問題 1
提示文のうち、「2023年10月15日(日)」から「のストライキに続いて闘おう!」までを両端も含めて書き直しなさい。その際、「店舗労働者」を「店舗従業員」に改めること。
問題 2
提示文の最後の文に続けて、その先を書き進めなさい。

コンビニ関連ユニオン第五回大会勝ち取る!

 2023年10月15日(日)、東京都内においてコンビニ関連ユニオン第5回定期大会が開催された。5年の闘いは、セブンイレブン・河野正史委員長を先頭とする本部労働者、セブンイレブン東大阪南上小阪店・松本実敏オーナーを先頭とする全国のオーナー、全国の店舗労働者、配送労働者をはじめとするコンビニ関連労働者の巨大な団結と闘いで、コンビニ業界の劣悪な奴隷状態を社会問題化することに成功し、24時間営業の強制をぶっ飛ばし、業界の改革に大きな風穴を開けて勝利してきた。コンビニ関連ユニオンの闘いは第二ラウンドに突入する。大会で採択された議案を公開する。

 全国の本部労働者、オーナー、店舗労働者、配送や工場などの関連労働者はコンビニ関連ユニオンに結集し、団結して闘おう!「明日は我が身!」西武池袋店のストライキに続いて闘おう!

コンビニ関連ユニオン第五回大会議案

2023年10月15日 都内

1、この1年間の闘争経過報告

2022年

12/1(木)松本オーナー講演会 京都大学熊野寮

12/13(火)セブン本部団体交渉

12/23(金)松本オーナー大阪高裁傍聴闘争

2023年

1/24(火)セブン本部団体交渉 四谷

1/26(金)長野県労働委員会不当労働行為救済命令勝利!長野県庁記者会見

3/6(月)セブン本部団体交渉 四谷

3/11(土)反原発福島闘争

4/10(月)春闘ストライキ決行、セブン本部団体交渉長野県労働委員会命令履行させる。

4/27(木)松本オーナー大阪高裁不当判決

5/18(木)~5/20(土)G7広島サミット粉砕闘争

5/25(木)セブン株主総会弾劾闘争 セブン本社前

5/29(月)中央労働委員会調査

6/5(月)セブン本部団体交渉 四谷

6/6(火)関西コンビニ集会 エル大阪

7/11(火)セブン本部団体交渉 上田

7/25(火)そごう・西武労組93.9%スト権確立

8/5(土)~8/6(日)8・6広島闘争

8/9(水)中央労働委員会調査

8月前半 そごう・西武ビラ入れ、池袋・大宮・千葉・横浜・広島・セブン本部

8/31(木)西武池袋店ストライキ激励連帯行動

9/10(日)コンビニ首都圏会議

9/11(月)セブン本部団体交渉 上田

9/22(金)ミニストップ〇〇店団体交渉

2、 総括

 2019年から22年過程の資本による委員長潰し、組合潰し、闘うオーナー潰し攻撃にうちかち、24 時間営業義務化をめぐる攻防闘い抜いて、コンビニ関連ユニオンを交渉対象労働組合(労組法上の労働組合)として認めさせ、24時間営業義務化の事実上の廃止(残る課題は、加盟店付属契約の当該条項の改定)に追い込んだ。  第2ラウンドへの突入―組合を組合として建設拡大して、真にコンビニ業界を変革しうる集団的力量を持った産業別組合への飛躍を勝ち取るべき段階を切り開いた。

資料

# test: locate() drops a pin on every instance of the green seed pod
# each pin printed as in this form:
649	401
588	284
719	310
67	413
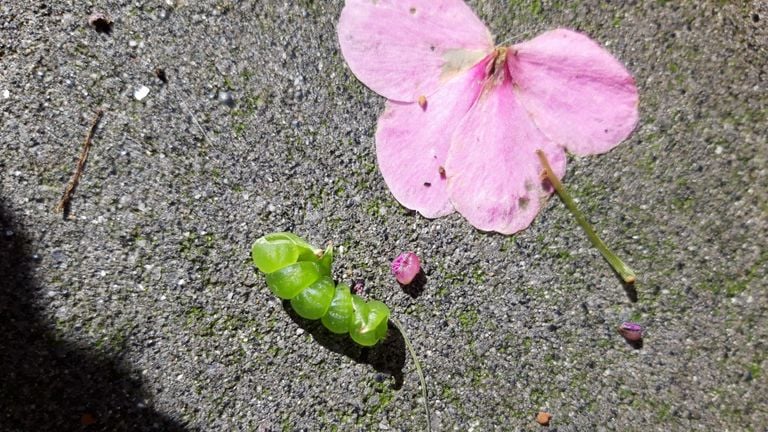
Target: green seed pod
301	273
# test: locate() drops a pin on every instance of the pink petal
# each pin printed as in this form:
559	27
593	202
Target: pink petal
412	143
494	174
406	49
577	93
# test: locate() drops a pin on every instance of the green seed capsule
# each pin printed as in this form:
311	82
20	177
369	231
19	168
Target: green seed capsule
301	273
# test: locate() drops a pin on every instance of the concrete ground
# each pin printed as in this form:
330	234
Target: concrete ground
141	310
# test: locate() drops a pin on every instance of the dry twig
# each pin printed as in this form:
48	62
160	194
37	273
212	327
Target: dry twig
69	192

解答 1
2023年10月15日(日)、東京都内においてコンビニ関連ユニオン第5回定期大会が開催された。5年の闘いは、セブンイレブン・河野正史委員長を先頭とする本部労働者、セブンイレブン東大阪南上小阪店・松本実敏オーナーを先頭とする全国のオーナー、全国の店舗従業員、配送労働者をはじめとするコンビニ関連労働者の巨大な団結と闘いで、コンビニ業界の劣悪な奴隷状態を社会問題化することに成功し、24時間営業の強制をぶっ飛ばし、業界の改革に大きな風穴を開けて勝利してきた。コンビニ関連ユニオンの闘いは第二ラウンドに突入する。大会で採択された議案を公開する。

 全国の本部労働者、オーナー、店舗従業員、配送や工場などの関連労働者はコンビニ関連ユニオンに結集し、団結して闘おう!「明日は我が身!」西武池袋店のストライキに続いて闘おう!

解答 2
(1)組合潰し攻撃に勝ち抜いて切り開いた地平

 ①委員長河野の決起と組合潰し攻撃との闘いに基本的に勝利した。

  2018年地域合同労組千曲ユニオンによる労働委員会闘争で、降格撤回と職場復帰の合意書をかちとる勝利

 ②2019年からの「24時間営業義務化廃止闘争」への激しい資本の組合潰し攻撃とこれに対する労働委員会闘争。

 コンビニ関連ユニオンを労組法上の労働組合として認定させ、24時間営業義務化廃止を議題とする団体交渉の拒否について不当労働行為と認定させた。またオーナー組合員のストライキに関する重要な判断を示させた。このテーマについては、会社も中労委への再審査申立てを断念、事実上確定させたと言える。

 さらに二つの降格処分のうち、一つを撤回させ実損回復を履行させた。

 中労委での攻防で、もうひとつの降格処分の撤回をかちとるか否かの攻防を闘い抜いている。

 ③残るは、2019年から5年にわたる千曲ユニオンとの和解意書の不履行、仕事外し=パワハラとの闘い。

 ④交渉を通して、委員長河野の完全な職場復帰、精神疾患の回復プログラムの履行を強制するところまで到達した。この闘いをかちぬいて、病気治癒もかちとって、OFCとしての本来的職務に復帰し、本部正社員の組織化とオーナー、店舗従業員の組織化に全面的に再突入することで第一ラウンドは100%の勝利となる。これが、第二ラウンドの闘いの主体的かつ全面的な開始となる。

  ⑤ここで、労働委員会闘争で切り開いた産業別労働組合としてのコンビニ関連ユニオンの可能性、有効性について整理しておきたい。

(2)長野県労働委員会判断の意義について

ア)コンビニ関連ユニオンは労組法上の労働組合と言えるか 

セブンは、本件の組合にはオーナーとその店舗の労働者の双方が加入しているため労組法上の労働組合とは言えない、したがって、不当労働行為は成立しないと主張した。この争点について、長野県労働委員会は、以下のように、コンビニ関連ユニオンを労組法上の労働組合であると認定した。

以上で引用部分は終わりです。